▸ Selection
At this point, if you haven’t followed appendix A to install minikube as our Kubernetes implementation, then now is the ideal time. Once complete, your environment will look like the layout shown in figure 8.4.

Figure 8.4 The layers of operating system and virtualization and containerization being used to ensure our host environment isn’t disturbed with minikube

8.4.1 Kubernetes setup

To demonstrate the Kubernetes configuration to keep things nice and compact, we’re going to use minikube. Minikube is a version of Kubernetes pared down to keep the footprint as compact as possible. If you haven’t already followed the instructions in appendix A, that is the first step to perform on the Linux virtual machine. It also happens to be the Kubernetes implementation used in Kubernetes in Action by Marko Lukša (http://mng.bz/g4wE). Once minikube is installed, let’s fire it up and use the Kubernetes dashboard to look around at the initial state. We do this with the following command for Windows:

minikube start --vm-driver hyperv --hyperv-virtual-switch "Primary Virtual Switch"

The Linux equivalent is

minikube start --vm-driver docker

This will establish a single node “cluster” of Kubernetes stripped down to the minimum. The download package for this chapter contains Linux shell and Windows batch scripts, which will perform this command (making it a lot easier than remembering or copying the commands every time). Then we can start up the dashboard with this command in either Windows or Linux:

minikube dashboard

This command starts a foreground process that will deploy the necessary pods to run the dashboard UI and provide the dashboard page URL. With the dashboard page open, we can navigate using the UI’s left-hand menu to see what DaemonSets, Deployments, and Pods are currently deployed (as part of the Workloads section of the menu). As you can see in figure 8.5, there are no DaemonSets currently deployed. You will find the basic hello-minikube deployment and associated pod running.

Figure 8.5 Kubernetes dashboard running on minikube, currently only showing the default namespace rather than the kube system or where most DaemonSets will be.

Simplify navigation with all namespaces

Simplifying the UI navigation can be done by setting the drop-down next to the Kubernetes logo to All Namespaces rather than default (as shown in figure 8.5); this will make seeing details easier. Otherwise, you will likely get tripped up when you navigate the UI, wondering why you cannot see expected information, such as the Fluentd DaemonSets. Within our environment, displaying everything (i.e., all namespaces) is not going to be problematic, although in a production setup, this is not something we would recommend.

8.4.2 Creating logs to capture

We first need an application to generate log events so we can observe a log DaemonSet collecting events from Kubernetes and the applications not logging more directly to an endpoint (i.e., they are simply sending logs to stdout and stderr). For this, we can use a containerized version of LogSimulator. The containerized version of this tool is, by default, configured to loop through a simple data set several times and then stop. Each log event is simply written to stdout; thus, log events will get collected by Kubernetes. When the LogSimulator pod completes its run, it will stop the pod, at which point, Kubernetes will intervene to restart the deployment. The LogSimulator Docker image already exists within Docker Hub. The Kubernetes configuration to use this Docker image within a pod is shown in the following listing, which can be retrieved from http://mng.bz/5KQB. As there is no need for any configuration or external facing endpoints, the YAML configuration is straightforward.

▸ Task instructions
**1.** Translate this sentence from the minikube passage into Spanish: "Minikube is a version of Kubernetes pared down to keep the footprint as compact as possible."
**2.** According to the minikube passage, why should the drop-down next to the Kubernetes logo be set to All Namespaces? Answer in one to three sentences.
**3.** Write what comes next in the passage on minikube and Kubernetes logging, starting after its last sentence.

▸ Record excerpts
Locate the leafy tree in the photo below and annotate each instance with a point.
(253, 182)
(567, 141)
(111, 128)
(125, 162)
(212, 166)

▸ Answers per task
**1.** Minikube es una versión de Kubernetes reducida para que su huella sea lo más compacta posible.

**2.** It makes details easier to see in the dashboard. If it stays on default, you will likely get confused while moving around the UI, because you won't see information you expect, such as the Fluentd DaemonSets.

**3.**
Listing 8.2 Chapter8/LogGenerator/Kubernetes/log-simulator-deployment.yaml

apiVersion: apps/v1
kind: Deployment
  name: log-simulator
    app: log-simulator
  replicas: 1
      app: log-simulator
        app: log-simulator
      - name: log-simulator
        image: mp3monster/log-simulator:v1      

This is the reference to the Docker Hub image, which, when deployed, will be downloaded. If a newer version of this pod needs deploying, the version reference at the end of the name (i.e., :v1) must be updated. Without this, Kubernetes will ignore the request as it already has that version of the LogSimulator.

To deploy this pod, you need to ensure the environment variable LogSimulatorHome is defined, which references the root folder of the LogGenerator that has been previously installed. Alternatively, edit the provided script (deploy-log-sim-k8.bat or deploy-log-sim-k8.sh), replacing the environment variable reference with the absolute path. If you use the script, it will always try to remove any possible existing pod deployment first to be safe. This means that if you want to keep redeploying, then just use the script. To issue the deployment command yourself, then, in a shell, issue the following statement:

minikube kubectl -- apply -f %LogSimulatorHome%Kuberneteslog-simulator-deployment.yaml --namespace=default

Minikube should confirm the deployment as being successful.

Difference between minikube CLI and kubectl

The difference between kubectl and minikube commands is minimal. Minikube has wrapped the use of kubectl so that the minikube command can provide additional commands and the kubectl commands. If you have installed kubectl, it is possible to configure it to direct instructions to the minikube instance of Kubernetes. Then you can replace the first part of the commands, which appear as minikube kubectl –-, with just kubectl. An alternate approach to this for Linux hosts is to introduce an alias into the Linux environment. This is done by using the command - alias kubectl="minikube kubectl --". Now when you use the command kubectl, Linux will substitute it for the full expression. If you find yourself having to prefix a lot of the calls with sudo to ensure the privileges are correct, you could incorporate that into the alias as well.

Understanding LogSimulator’s view

Before we move on to look at the DaemonSet, it is worth taking a “little peek under the hood” to see things happening. As we’ve previously started the Kubernetes dashboard, we can use this to help us. We need to access the list of pods (left menu option); thus, we will see a list like the details shown in figure 8.6. We need to access the log-simulator pod instance, which can be done by clicking on the name that starts with log-simulator.

Figure 8.6 Kubernetes dashboard showing the instances of pods that contain our LogSimulator and Fluentd

This will display the details about the specific pod, and the top of the screen will look something like the details shown in figure 8.7.

Figure 8.7 Kubernetes dashboard showing a specific instance of the log-simulator

As you’ll note in figure 8.7, there are four icons in the top right-hand side of the image. Clicking on the first icon will display a view like the one in figure 8.8. The figure shows us the stdout being generated by the LogGenerator.

Figure 8.8 The console (stdout) of our instance of the LogGenerator with its simple configuration generating events to be collected by our Fluentd setup

While this is useful and confirms the container is functioning as expected, we need to know which file Kubernetes is pushing this output to, as we need to set up a tail input plugin against that file. Returning to the screen, we saw in figure 8.7 that we want to use the arrow-based icon (second from left), as this will provide us with a shell view into the container being executed.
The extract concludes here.